## Source passage
START
On Tuesday, 22 August 2017 at 12:20:45 UTC, Moritz Maxeiner wrote:
I agree that it can be confusing if you try to read it with C++
semantics [1]; the solution, however, imho is not to change D
semantics or throw warnings [2], but to refer to the D spec
[3], which states that static initialization of class members
is used instead of default initialization (before any
constructors are run). To me that means a statically
initialized class field shall have the same value in all class
instances, i.e. it's not silent sharing, you explicitly
requested the sharing. If that doesn't mean the same to others,
the D spec wording should be updated to be clearer on the
subject.
If you don't want instances to share a field value, instead of
static initialization you can use constructor initialization
[4]:
----
class Test
{
ubyte[] buf;
this()
{
buf = new ubyte[1000];
}
}
void main()
END
In the forum post above on initializing D class fields, render this sentence in Spanish: "To me that means a statically initialized class field shall have the same value in all class instances, i.e. it's not silent sharing, you explicitly requested the sharing."

## Recorded information
START
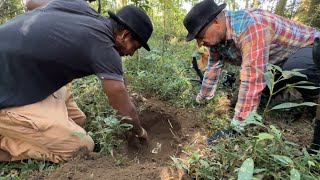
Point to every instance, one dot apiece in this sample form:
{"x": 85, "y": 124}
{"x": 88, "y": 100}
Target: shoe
{"x": 222, "y": 133}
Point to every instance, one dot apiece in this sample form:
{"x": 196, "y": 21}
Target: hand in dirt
{"x": 139, "y": 141}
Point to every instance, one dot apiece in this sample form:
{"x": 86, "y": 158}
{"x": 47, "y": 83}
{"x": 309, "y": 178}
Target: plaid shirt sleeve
{"x": 254, "y": 43}
{"x": 211, "y": 76}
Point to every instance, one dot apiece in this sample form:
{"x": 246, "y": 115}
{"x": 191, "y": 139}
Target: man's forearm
{"x": 119, "y": 99}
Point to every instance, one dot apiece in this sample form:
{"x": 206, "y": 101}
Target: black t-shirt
{"x": 44, "y": 49}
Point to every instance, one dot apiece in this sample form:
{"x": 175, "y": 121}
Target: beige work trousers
{"x": 49, "y": 129}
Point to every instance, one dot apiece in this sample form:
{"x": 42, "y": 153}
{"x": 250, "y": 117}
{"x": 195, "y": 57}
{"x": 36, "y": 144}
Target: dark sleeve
{"x": 106, "y": 62}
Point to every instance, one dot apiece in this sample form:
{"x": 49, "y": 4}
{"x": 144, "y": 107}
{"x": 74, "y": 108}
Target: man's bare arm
{"x": 119, "y": 99}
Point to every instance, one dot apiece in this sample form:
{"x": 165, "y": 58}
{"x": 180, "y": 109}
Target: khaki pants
{"x": 48, "y": 129}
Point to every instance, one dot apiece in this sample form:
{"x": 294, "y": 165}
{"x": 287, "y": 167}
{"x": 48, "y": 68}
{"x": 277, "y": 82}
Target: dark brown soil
{"x": 168, "y": 129}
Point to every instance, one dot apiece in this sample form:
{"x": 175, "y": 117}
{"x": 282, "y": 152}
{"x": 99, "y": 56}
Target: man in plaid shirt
{"x": 250, "y": 39}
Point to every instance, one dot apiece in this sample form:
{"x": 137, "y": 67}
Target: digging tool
{"x": 316, "y": 135}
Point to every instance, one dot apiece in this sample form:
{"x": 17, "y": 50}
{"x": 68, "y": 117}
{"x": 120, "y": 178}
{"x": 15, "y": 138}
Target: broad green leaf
{"x": 283, "y": 159}
{"x": 302, "y": 82}
{"x": 311, "y": 163}
{"x": 289, "y": 74}
{"x": 276, "y": 131}
{"x": 204, "y": 163}
{"x": 290, "y": 105}
{"x": 246, "y": 170}
{"x": 306, "y": 87}
{"x": 294, "y": 174}
{"x": 307, "y": 177}
{"x": 296, "y": 70}
{"x": 81, "y": 135}
{"x": 263, "y": 136}
{"x": 257, "y": 171}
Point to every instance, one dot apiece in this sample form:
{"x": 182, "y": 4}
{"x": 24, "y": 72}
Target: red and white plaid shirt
{"x": 254, "y": 38}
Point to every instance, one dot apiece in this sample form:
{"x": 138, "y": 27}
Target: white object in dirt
{"x": 157, "y": 149}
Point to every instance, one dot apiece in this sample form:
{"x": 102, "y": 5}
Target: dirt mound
{"x": 168, "y": 130}
{"x": 163, "y": 131}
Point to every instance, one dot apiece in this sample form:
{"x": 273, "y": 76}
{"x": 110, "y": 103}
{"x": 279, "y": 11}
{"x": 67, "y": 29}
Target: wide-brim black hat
{"x": 137, "y": 21}
{"x": 200, "y": 16}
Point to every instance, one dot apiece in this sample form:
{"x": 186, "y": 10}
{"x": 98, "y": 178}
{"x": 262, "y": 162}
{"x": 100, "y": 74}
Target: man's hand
{"x": 136, "y": 138}
{"x": 143, "y": 138}
{"x": 119, "y": 99}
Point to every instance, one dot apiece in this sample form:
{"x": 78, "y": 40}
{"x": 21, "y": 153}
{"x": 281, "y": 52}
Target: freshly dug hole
{"x": 163, "y": 131}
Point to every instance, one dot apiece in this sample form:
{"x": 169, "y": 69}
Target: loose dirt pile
{"x": 168, "y": 128}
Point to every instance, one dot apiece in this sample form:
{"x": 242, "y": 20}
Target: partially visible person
{"x": 250, "y": 38}
{"x": 46, "y": 48}
{"x": 32, "y": 4}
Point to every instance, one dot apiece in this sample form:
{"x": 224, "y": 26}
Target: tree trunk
{"x": 281, "y": 7}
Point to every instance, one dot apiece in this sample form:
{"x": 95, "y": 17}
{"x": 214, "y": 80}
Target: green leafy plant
{"x": 106, "y": 132}
{"x": 271, "y": 80}
{"x": 261, "y": 153}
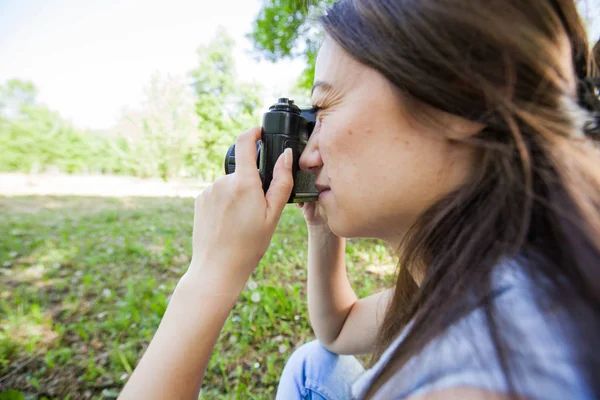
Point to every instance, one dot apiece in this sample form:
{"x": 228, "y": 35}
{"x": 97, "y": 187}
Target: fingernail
{"x": 287, "y": 154}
END
## The completed task
Para mí, eso significa que un campo de clase inicializado estáticamente tendrá el mismo valor en todas las instancias de la clase, es decir, no se trata de un uso compartido silencioso: usted solicitó explícitamente el uso compartido.